_WHAT THE TASK ASKS:_
This exercise calls for the data below to be retyped exactly, minus any images.

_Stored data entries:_
##########
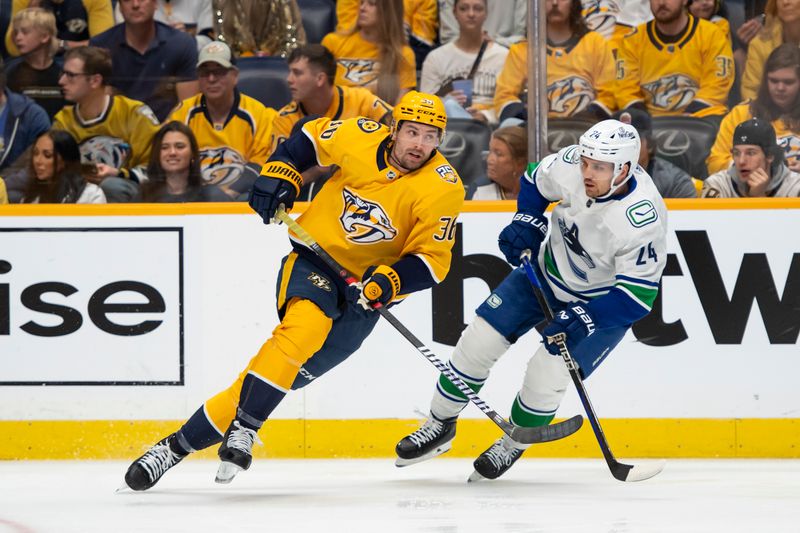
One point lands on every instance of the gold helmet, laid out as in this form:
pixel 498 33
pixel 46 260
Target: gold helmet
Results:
pixel 424 108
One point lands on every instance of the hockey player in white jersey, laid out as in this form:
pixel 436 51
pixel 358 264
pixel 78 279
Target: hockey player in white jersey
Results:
pixel 600 267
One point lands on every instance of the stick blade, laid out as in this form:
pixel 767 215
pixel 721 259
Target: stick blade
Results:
pixel 549 433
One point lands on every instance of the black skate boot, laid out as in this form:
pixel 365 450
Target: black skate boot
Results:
pixel 236 451
pixel 148 469
pixel 494 462
pixel 434 438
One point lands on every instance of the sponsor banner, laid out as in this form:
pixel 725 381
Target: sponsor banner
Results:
pixel 91 306
pixel 720 343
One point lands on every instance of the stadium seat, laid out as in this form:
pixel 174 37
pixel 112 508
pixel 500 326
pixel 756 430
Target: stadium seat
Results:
pixel 463 146
pixel 685 142
pixel 264 78
pixel 319 18
pixel 563 132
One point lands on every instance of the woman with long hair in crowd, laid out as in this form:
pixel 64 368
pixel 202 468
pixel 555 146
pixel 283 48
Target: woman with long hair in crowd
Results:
pixel 777 101
pixel 55 173
pixel 374 53
pixel 173 173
##########
_EXERCISE RESULT:_
One point lands on every instance of the gold helmet, laid out as in this form:
pixel 498 33
pixel 46 260
Target: gold helmet
Results:
pixel 424 108
One point lands on every instance of the hockey player in white jersey, laid out as in this form:
pixel 436 51
pixel 358 264
pixel 78 279
Target: hockey player in white jersey
Results:
pixel 600 267
One point lands on every instance of the stick blade, laid out as in this form:
pixel 767 215
pixel 721 259
Target: stick blade
Results:
pixel 549 433
One point lands on every instance of the black skate boot, laid out as in this form:
pixel 365 450
Target: black skate boot
Results:
pixel 236 451
pixel 148 469
pixel 494 462
pixel 434 438
One point lands on every instance of the sponsor banner, laid out as in this form:
pixel 725 381
Target: sponsor banner
Results:
pixel 91 306
pixel 720 343
One point lands on every instance of the stadium seat, laid out as in this form:
pixel 174 37
pixel 112 508
pixel 500 326
pixel 756 430
Target: stadium seat
Results:
pixel 463 146
pixel 685 142
pixel 264 78
pixel 319 18
pixel 563 132
One point lands on every instance of the woman with long hair in crowd, laid out as in this form:
pixel 64 368
pixel 202 468
pixel 555 146
pixel 283 48
Target: woman with long hair in crowd
Results:
pixel 777 101
pixel 55 173
pixel 374 53
pixel 173 173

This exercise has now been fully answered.